**Given problem 1**.
Decide whether each statement below agrees with the article comparing Square and American Express: (a) Square issues credit cards to consumers; (b) American Express acts as a payment processor in the same way Visa or MasterCard do; (c) Square's payment hardware is aimed mainly at large retailers. Answer yes or no for each, quoting the deciding words of the article.
**Given problem 2**.
In the article comparing Square and American Express, what is the name of Square's small business lending service?
**Given problem 3**.
Take the article comparing Square and American Express further, continuing from its final sentence.

**Excerpted text**.
§ §
Better Buy: Square, Inc. vs. American Express

There's a clear trend away from cash and toward credit card, debit card, and electronic peer-to-peer payments in the U.S. and in many other countries around the world. Investors have several different ways to play the so-called "war on cash," and two of my favorites are Square (NYSE: SQ) and American Express (NYSE: AXP) .

While both of these companies are in the payment-processing space, they have very different business models and are also in completely different stages of maturity. Here's a look at both companies' businesses, their future growth catalysts, and which might be the better stock to buy right now.

Two young women paying for purchases with a credit card.

Image source: Getty Images.

About the businesses: How do Square and American Express make money?

Of course, there is more to both of these companies than I can discuss in a couple of paragraphs, but here's the short version.

Square's core business is developing payment-processing hardware systems for merchants, with a specific focus on small businesses. Traditional means of credit and debit card acceptance are prohibitively expensive for smaller merchants, and Square decided to capitalize on this opportunity. In addition to its hardware business, Square's business has evolved to include small business lending (Square Capital), a foodservice ordering platform (Caviar), and a peer-to-peer payments app (Square Cash) that is rapidly growing in popularity, just to name a few.

Square does not issue credit cards, nor does it serve as a lender to consumers -- not yet, anyway.

American Express , on the other hand, operates what's known as a closed-loop payment network. In addition to issuing credit card products and serving as the bank for its customers, American Express also serves as a payment processor in the same capacity as Visa or MasterCard . That is, American Express serves as the middleman between its cardholders and the merchants who accept AmEx credit cards.
§ §
**Provided records**.

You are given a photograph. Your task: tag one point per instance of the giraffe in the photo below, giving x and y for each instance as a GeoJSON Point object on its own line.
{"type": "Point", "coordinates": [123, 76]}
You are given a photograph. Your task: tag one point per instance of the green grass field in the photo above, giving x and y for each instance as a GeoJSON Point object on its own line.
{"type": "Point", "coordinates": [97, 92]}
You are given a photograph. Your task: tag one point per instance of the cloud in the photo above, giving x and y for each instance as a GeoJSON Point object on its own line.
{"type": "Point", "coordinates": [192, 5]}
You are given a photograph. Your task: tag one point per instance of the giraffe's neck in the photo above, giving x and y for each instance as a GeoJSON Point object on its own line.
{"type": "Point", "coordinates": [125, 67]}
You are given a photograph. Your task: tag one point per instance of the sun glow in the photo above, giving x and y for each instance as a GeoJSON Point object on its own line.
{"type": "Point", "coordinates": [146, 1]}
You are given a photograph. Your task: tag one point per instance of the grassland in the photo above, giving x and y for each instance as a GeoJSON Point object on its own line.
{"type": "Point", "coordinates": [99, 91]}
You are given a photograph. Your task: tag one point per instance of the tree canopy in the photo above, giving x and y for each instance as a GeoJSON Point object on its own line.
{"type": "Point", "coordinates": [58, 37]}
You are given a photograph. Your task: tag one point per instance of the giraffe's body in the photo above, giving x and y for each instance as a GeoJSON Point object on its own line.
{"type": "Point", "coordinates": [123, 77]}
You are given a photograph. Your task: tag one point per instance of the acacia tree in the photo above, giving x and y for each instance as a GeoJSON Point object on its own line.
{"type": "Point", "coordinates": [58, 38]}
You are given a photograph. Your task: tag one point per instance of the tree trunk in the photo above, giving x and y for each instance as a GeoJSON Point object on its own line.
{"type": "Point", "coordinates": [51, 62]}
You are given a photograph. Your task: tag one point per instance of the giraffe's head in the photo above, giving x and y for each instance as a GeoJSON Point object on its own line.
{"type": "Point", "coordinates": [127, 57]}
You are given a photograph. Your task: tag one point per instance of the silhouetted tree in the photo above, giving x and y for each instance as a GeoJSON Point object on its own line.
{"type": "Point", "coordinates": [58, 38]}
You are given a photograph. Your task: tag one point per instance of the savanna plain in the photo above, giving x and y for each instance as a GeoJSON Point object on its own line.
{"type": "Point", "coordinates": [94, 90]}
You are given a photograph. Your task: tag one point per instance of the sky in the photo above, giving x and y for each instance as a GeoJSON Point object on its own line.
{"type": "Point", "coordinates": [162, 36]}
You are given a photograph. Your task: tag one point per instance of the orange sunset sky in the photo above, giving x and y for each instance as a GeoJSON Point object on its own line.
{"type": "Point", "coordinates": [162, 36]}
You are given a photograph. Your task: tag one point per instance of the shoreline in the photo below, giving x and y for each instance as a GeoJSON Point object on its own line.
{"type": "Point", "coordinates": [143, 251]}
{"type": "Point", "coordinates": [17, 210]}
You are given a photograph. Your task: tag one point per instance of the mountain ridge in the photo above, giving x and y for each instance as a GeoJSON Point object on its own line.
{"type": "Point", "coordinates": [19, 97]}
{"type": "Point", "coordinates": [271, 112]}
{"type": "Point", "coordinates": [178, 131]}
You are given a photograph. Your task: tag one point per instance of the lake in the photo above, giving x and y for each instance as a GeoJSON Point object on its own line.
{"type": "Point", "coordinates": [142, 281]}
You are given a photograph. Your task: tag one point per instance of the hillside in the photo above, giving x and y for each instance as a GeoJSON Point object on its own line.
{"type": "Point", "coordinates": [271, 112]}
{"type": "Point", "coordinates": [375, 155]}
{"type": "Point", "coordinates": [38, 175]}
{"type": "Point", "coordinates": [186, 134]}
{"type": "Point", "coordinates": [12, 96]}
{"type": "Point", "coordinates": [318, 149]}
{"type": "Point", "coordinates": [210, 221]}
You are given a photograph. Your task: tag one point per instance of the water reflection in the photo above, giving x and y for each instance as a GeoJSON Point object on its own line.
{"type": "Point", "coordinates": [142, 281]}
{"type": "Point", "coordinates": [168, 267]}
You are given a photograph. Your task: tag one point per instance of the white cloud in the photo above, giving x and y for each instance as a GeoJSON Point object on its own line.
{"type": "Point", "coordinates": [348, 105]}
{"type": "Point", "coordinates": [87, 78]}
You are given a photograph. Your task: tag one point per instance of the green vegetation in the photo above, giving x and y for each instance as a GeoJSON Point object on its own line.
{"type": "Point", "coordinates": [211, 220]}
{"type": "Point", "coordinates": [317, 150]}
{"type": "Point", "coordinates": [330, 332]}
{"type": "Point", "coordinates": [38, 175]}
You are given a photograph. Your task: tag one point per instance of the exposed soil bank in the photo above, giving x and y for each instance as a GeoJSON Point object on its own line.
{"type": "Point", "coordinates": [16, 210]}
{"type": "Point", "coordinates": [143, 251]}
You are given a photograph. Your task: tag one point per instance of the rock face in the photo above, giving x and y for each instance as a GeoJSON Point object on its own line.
§ §
**Expected answer 1**.
(a) No: "Square does not issue credit cards, nor does it serve as a lender to consumers -- not yet, anyway."
(b) Yes: "American Express also serves as a payment processor in the same capacity as Visa or MasterCard."
(c) No: "with a specific focus on small businesses."

**Expected answer 2**.
Square Capital.

**Expected answer 3**.
The bottom line is that while these two businesses may seem similar on the surface -- both are engaged in payment processing -- they are actually very different businesses. Now, let's look at how each one is doing, and what could drive future growth.

Square: Impressive growth and some exciting new opportunities

In its relatively short time as a public company, Square has grown tremendously. Not only that, but growth is actually accelerating as the company gets bigger.

Over the past year, total net revenue has climbed by 48% and gross payment volume through the company's hardware solutions has increased by 30%. And if you think Square's growth could be headed for a slowdown, consider these points:

  • Square's gross payment volume represents about 2% of worldwide card payments. The company is in just five countries so far, and it is estimated that two-thirds of businesses around the world still don't accept card payments -- and most of them are small businesses. Plus, Square is having increasing success with large business customers as well, with standalone point-of-sale systems such as Square Register.
  • Square's Cash App customer spending on the Cash Card product has tripled since last December. This could be a massive driver of revenue growth over the coming years.
  • Square Capital originated 60,000 loans for a total of $390 million during the second quarter. While this represents 22% year-over-year growth, that means only 3% of Square's roughly 2 million sellers are taking advantage of the company's business lending so far. Plus, Square's long-term plan includes applying for a banking license of its own, so its future as a lender could be very bright.

As far as profitability goes, Square is definitely the loser in this comparison. Square has yet to turn a significant profit, and the company's 2018 guidance calls for a net loss. However, it's for a good reason. With such a massive long-term growth opportunity, Square is reinvesting the bulk of its profits back into the business and doesn't seem to have any plans to change.

American Express: A highly profitable business at a discount

American Express is by far the more mature of these two companies and is a very profitable business. With limited growth opportunities relative to Square, American Express doesn't need to reinvest everything it earns. For 2018, the company expects to earn a profit of about $7.10 per share.

Having said that, just because American Express isn't as exciting of a growth story as Square doesn't mean it has no room to grow. For one thing, the company is doing an excellent job of courting affluent clientele, something that's always been a strong point. Its high-end revamped Platinum card is resonating among the crucial millennial segment of the market, for instance.

Plus, American Express has a tremendous opportunity to expand its presence internationally. AmEx doesn't quite have the global reach of Visa or Mastercard yet, and in many places around the world, AmEx acceptance just isn't a thing yet. With an 18% year-over-year international consumer business growth rate , the company is doing a good job in this regard.

Which is the better buy?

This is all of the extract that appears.